[Opening Given entries section]
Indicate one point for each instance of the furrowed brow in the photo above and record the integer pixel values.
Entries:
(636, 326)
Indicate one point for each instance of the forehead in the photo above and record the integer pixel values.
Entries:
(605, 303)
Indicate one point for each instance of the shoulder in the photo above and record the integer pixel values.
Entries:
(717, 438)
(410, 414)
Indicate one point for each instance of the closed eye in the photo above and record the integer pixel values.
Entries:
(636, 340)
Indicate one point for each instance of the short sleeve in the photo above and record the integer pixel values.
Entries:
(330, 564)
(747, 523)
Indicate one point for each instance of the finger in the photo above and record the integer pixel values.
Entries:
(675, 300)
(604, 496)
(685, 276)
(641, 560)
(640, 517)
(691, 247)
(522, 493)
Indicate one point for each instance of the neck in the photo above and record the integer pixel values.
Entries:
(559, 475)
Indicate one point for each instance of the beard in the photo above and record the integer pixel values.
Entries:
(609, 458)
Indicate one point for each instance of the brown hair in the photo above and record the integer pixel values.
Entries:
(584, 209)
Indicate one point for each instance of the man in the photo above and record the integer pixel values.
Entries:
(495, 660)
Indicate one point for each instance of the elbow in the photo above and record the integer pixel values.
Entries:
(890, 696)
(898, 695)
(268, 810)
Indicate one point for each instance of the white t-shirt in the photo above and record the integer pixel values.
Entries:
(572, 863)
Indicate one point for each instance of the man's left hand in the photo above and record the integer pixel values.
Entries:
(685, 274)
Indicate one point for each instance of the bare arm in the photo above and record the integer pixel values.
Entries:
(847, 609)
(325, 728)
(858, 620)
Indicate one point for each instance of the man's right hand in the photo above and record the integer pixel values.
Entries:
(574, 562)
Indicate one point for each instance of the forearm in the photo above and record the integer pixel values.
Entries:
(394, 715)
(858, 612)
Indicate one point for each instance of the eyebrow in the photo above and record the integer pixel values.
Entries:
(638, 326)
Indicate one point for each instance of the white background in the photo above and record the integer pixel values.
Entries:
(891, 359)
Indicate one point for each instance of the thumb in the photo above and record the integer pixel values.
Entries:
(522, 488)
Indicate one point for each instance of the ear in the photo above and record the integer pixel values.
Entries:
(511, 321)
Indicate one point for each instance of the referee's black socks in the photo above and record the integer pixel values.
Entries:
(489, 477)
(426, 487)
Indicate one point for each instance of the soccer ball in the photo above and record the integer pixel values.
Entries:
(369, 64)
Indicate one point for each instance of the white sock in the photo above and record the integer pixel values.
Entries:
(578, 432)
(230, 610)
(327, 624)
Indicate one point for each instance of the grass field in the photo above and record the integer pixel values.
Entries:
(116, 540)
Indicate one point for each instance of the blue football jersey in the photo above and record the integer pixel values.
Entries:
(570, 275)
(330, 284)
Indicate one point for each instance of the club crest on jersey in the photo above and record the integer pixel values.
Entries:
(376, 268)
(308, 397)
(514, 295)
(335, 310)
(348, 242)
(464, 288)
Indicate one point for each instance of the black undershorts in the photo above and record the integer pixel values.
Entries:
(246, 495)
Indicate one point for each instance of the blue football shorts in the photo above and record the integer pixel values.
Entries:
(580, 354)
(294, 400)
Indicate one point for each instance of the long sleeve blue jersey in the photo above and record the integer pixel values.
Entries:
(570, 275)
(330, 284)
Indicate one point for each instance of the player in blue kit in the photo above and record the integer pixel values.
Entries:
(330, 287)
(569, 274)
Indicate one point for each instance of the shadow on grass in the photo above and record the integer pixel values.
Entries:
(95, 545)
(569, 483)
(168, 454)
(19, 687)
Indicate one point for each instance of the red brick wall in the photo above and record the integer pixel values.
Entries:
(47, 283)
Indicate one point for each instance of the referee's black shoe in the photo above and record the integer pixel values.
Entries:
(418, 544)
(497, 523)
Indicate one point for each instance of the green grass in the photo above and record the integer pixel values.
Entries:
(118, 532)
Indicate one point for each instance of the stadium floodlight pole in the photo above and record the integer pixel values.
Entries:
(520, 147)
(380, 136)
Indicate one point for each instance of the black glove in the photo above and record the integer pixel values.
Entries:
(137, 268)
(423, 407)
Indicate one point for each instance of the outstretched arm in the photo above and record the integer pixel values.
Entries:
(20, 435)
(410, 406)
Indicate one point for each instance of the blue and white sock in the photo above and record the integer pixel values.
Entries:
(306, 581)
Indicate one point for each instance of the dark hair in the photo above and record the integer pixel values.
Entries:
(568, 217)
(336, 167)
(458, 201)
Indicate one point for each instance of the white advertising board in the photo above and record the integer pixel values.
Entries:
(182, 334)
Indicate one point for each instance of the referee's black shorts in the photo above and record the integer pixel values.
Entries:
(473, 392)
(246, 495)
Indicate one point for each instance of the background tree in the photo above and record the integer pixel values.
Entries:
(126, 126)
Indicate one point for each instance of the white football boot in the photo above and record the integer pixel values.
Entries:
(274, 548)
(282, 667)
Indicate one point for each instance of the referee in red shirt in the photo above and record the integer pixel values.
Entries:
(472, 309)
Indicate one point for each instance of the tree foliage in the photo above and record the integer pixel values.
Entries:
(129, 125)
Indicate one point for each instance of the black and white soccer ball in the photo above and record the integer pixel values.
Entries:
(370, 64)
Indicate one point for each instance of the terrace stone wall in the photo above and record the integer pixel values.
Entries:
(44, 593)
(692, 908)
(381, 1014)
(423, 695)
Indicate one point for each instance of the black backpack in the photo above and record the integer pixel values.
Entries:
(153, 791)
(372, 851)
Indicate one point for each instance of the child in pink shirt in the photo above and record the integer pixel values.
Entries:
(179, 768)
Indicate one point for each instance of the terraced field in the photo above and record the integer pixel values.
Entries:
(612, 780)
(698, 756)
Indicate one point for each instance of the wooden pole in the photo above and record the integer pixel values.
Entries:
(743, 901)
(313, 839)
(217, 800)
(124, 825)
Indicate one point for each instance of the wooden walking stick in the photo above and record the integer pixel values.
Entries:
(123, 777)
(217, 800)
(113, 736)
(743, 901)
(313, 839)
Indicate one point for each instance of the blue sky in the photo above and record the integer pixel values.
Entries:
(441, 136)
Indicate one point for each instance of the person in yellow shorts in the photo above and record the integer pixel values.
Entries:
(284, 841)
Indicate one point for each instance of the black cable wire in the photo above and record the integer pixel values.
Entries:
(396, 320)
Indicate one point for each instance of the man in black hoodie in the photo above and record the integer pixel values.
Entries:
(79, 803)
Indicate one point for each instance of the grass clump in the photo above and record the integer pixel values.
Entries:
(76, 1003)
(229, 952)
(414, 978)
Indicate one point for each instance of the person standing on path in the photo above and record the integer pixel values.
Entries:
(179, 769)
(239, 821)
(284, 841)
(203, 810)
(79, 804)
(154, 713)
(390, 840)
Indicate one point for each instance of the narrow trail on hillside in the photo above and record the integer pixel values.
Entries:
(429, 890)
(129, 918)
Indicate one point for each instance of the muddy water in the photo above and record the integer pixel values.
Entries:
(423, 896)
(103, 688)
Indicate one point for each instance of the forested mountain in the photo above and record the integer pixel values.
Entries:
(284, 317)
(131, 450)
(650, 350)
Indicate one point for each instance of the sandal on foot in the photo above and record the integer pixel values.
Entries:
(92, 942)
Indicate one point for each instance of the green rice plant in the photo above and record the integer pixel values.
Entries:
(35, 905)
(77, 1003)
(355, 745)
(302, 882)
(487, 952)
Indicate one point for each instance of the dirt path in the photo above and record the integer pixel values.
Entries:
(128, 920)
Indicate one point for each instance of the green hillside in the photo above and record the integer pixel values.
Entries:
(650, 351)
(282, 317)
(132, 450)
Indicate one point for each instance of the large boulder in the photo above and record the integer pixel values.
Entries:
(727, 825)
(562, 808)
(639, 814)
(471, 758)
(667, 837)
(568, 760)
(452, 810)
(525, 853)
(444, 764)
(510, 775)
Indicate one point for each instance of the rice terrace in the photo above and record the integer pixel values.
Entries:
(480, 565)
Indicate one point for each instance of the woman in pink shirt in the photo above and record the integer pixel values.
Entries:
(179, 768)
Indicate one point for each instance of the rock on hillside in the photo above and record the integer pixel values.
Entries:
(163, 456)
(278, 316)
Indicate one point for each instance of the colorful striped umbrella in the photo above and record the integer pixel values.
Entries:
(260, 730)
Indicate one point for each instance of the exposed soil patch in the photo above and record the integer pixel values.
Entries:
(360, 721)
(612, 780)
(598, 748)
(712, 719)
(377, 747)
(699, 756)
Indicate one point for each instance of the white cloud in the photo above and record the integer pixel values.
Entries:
[Closing Given entries section]
_Instructions to follow_: The word "black" may occur in lines of the records. Report how many such lines there are, giving only the number.

_Solved exercise_: 9